+++ Material provided +++

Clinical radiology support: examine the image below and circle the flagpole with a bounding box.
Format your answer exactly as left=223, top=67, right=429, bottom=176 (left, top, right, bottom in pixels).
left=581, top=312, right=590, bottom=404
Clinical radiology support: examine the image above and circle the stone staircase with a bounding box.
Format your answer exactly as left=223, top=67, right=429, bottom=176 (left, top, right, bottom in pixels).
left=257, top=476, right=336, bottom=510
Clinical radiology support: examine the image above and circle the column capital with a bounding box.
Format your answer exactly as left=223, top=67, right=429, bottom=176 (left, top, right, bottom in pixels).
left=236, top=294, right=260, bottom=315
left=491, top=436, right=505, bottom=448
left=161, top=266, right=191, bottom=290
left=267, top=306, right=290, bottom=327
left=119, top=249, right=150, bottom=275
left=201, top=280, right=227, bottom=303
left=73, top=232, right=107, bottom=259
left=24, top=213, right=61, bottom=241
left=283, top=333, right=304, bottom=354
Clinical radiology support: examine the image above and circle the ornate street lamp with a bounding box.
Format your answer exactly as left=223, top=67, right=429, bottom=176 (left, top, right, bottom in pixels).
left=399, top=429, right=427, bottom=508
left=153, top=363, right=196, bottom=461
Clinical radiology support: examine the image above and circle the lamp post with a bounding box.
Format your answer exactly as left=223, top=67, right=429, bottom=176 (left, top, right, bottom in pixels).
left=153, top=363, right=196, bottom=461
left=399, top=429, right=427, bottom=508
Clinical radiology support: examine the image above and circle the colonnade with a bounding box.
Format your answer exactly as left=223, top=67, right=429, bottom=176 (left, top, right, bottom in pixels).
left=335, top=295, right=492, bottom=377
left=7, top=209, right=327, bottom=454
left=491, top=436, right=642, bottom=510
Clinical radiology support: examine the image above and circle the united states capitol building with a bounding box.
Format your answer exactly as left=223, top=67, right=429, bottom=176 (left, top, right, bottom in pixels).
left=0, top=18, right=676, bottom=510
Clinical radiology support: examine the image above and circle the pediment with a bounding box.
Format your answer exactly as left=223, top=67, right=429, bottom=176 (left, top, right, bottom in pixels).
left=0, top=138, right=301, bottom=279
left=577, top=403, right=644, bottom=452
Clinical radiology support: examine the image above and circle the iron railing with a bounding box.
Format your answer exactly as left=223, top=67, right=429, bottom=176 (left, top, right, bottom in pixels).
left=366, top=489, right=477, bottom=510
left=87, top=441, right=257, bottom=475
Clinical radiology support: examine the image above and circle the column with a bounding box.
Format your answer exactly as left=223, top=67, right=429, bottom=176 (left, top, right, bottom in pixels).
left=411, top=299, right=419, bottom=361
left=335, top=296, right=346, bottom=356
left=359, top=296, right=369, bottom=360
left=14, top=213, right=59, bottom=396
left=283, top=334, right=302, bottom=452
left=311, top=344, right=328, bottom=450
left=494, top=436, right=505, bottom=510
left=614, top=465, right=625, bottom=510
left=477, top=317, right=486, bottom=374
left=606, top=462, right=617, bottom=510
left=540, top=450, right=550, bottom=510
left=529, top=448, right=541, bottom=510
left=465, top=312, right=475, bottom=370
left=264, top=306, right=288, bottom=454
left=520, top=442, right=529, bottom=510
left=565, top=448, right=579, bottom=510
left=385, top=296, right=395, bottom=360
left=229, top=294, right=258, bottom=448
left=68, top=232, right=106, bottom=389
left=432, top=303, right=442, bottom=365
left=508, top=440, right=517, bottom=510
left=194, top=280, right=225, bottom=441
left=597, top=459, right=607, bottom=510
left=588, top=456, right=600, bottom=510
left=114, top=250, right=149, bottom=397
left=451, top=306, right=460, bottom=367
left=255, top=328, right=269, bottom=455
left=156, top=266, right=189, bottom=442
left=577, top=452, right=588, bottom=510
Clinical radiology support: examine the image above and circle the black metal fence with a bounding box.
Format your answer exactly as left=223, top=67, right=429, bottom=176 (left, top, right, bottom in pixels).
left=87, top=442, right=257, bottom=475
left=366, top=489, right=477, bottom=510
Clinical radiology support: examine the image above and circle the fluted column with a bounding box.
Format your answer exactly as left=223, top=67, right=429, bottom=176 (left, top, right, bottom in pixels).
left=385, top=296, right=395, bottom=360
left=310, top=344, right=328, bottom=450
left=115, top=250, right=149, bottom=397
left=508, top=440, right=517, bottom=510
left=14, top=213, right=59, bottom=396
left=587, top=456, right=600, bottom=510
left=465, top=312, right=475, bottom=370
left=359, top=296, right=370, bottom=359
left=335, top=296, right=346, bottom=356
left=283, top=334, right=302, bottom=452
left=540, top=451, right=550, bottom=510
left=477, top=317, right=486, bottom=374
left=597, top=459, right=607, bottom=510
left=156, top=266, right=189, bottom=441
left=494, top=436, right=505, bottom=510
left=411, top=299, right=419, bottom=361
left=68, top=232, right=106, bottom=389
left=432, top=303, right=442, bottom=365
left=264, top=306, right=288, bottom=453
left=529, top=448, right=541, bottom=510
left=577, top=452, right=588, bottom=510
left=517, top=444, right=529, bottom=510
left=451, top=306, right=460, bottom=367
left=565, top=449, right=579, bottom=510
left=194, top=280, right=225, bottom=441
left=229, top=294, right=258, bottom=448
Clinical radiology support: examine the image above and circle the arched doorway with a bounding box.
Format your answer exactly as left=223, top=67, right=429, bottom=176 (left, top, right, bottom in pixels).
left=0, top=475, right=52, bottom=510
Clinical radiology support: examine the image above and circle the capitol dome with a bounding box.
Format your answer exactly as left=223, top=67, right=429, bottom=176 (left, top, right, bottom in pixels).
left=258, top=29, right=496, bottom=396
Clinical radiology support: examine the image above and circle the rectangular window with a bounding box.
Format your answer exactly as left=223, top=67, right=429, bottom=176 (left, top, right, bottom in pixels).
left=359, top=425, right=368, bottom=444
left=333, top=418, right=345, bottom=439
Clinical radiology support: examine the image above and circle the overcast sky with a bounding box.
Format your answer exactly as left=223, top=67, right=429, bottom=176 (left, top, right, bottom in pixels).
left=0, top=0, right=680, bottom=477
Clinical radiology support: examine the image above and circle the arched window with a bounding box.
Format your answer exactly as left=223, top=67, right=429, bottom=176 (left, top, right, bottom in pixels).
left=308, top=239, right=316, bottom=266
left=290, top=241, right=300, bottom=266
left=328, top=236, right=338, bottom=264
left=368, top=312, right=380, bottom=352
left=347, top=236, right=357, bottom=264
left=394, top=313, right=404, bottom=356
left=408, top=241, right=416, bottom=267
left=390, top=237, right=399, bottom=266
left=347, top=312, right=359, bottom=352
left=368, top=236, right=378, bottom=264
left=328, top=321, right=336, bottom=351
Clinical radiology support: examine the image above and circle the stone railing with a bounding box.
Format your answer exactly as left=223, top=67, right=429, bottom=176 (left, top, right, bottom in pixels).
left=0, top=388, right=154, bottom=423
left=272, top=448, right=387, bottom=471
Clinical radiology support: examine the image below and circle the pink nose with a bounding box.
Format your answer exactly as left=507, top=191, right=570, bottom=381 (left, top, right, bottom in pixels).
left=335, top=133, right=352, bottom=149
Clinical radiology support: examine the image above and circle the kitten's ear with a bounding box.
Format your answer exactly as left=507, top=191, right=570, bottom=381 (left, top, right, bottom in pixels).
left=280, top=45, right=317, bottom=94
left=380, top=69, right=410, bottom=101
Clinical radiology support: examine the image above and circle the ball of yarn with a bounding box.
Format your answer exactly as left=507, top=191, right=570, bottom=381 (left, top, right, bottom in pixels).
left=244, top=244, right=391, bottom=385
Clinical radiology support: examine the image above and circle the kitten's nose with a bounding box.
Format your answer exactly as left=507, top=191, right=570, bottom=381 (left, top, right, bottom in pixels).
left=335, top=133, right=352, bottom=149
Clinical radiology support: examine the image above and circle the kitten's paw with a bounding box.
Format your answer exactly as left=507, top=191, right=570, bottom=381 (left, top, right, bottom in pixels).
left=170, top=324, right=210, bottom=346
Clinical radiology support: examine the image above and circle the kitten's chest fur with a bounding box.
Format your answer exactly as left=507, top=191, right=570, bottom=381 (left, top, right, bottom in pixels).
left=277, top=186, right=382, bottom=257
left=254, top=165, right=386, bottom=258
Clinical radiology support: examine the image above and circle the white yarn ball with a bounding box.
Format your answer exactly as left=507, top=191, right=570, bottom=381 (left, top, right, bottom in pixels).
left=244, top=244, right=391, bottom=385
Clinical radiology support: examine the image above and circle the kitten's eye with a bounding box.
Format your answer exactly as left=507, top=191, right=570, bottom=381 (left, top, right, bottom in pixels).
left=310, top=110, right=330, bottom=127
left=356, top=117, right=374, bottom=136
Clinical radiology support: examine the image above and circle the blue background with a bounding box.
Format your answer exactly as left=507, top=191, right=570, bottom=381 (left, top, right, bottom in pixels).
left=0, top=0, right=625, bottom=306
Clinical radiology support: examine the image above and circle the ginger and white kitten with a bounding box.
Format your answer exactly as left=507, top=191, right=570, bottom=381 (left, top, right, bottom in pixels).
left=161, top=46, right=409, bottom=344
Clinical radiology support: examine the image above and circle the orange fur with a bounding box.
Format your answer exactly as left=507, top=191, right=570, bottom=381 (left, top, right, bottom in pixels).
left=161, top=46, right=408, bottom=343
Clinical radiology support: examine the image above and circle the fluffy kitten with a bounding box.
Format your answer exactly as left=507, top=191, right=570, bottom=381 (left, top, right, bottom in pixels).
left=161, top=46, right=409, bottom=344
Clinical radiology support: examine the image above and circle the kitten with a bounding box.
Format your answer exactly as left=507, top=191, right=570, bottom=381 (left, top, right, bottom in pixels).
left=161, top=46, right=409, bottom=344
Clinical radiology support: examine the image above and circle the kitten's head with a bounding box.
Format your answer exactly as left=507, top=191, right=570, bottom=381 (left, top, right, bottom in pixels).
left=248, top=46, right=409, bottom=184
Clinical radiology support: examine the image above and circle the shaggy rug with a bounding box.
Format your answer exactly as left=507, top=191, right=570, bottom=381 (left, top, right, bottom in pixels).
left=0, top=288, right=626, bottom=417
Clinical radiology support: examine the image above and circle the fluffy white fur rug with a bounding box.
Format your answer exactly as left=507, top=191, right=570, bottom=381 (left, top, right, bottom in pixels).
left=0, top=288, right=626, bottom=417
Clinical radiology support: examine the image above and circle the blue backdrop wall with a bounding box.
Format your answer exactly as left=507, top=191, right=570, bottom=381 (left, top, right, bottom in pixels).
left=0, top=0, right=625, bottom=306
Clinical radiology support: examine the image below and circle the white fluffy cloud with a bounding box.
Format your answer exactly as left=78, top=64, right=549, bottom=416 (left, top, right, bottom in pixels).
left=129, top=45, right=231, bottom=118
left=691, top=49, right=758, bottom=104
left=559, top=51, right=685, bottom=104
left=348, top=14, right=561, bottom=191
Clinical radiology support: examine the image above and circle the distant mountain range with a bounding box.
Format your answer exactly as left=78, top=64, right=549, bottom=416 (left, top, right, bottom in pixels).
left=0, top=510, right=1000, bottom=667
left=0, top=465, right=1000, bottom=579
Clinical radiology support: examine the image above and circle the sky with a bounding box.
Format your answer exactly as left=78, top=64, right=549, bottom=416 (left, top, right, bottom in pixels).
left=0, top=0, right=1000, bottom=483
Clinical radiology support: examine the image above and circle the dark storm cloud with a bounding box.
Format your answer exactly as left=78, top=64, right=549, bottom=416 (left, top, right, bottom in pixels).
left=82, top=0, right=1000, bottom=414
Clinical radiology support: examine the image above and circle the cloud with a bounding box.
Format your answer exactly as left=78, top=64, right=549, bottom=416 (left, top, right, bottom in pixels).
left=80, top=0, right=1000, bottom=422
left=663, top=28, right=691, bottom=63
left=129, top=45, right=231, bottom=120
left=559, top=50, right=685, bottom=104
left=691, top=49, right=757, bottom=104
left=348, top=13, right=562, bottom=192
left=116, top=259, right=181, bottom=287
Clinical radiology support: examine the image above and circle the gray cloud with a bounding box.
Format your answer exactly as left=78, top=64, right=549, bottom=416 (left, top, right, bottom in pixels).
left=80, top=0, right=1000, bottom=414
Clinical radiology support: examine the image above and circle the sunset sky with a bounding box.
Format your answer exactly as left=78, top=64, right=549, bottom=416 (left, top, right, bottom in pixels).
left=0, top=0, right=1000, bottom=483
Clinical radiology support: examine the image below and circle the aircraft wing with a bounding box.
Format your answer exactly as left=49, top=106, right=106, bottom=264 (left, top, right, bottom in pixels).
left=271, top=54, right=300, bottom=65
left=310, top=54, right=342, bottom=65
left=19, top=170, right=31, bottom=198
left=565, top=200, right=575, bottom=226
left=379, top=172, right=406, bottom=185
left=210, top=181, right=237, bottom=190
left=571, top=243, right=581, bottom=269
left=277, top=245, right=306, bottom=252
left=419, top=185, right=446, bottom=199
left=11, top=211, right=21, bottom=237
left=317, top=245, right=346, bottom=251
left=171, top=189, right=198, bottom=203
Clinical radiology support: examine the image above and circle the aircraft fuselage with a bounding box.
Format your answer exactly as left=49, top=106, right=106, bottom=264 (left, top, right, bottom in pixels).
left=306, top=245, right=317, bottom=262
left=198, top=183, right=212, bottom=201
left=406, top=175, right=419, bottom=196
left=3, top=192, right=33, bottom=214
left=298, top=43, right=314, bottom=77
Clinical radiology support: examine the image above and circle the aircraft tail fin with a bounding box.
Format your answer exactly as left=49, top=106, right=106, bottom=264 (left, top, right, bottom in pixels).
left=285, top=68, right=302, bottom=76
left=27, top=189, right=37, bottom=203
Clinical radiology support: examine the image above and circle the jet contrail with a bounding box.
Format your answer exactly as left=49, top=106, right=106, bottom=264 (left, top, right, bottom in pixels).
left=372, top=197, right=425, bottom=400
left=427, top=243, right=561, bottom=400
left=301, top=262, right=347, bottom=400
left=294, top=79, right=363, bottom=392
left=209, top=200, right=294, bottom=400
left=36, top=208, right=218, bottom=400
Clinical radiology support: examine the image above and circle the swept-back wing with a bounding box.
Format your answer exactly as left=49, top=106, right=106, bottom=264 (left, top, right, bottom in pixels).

+++

What you will do: From the line holding "contrail with a bounding box." to the last line of the records, quote each line exactly and add nothing.

Solution below:
Clinical radiology support: examine the image above and circle the jet contrail with a bounding box.
Format your answer exactly as left=49, top=106, right=106, bottom=264 (left, top, right, bottom in pixels).
left=372, top=197, right=425, bottom=400
left=427, top=243, right=561, bottom=400
left=301, top=262, right=347, bottom=400
left=294, top=79, right=363, bottom=392
left=209, top=200, right=294, bottom=400
left=36, top=208, right=218, bottom=400
Clinical radiology support: examine the image above and circle the swept-back wing with a bounding box.
Format your answer exactly as left=49, top=106, right=106, bottom=264 (left, top, right, bottom in pixels).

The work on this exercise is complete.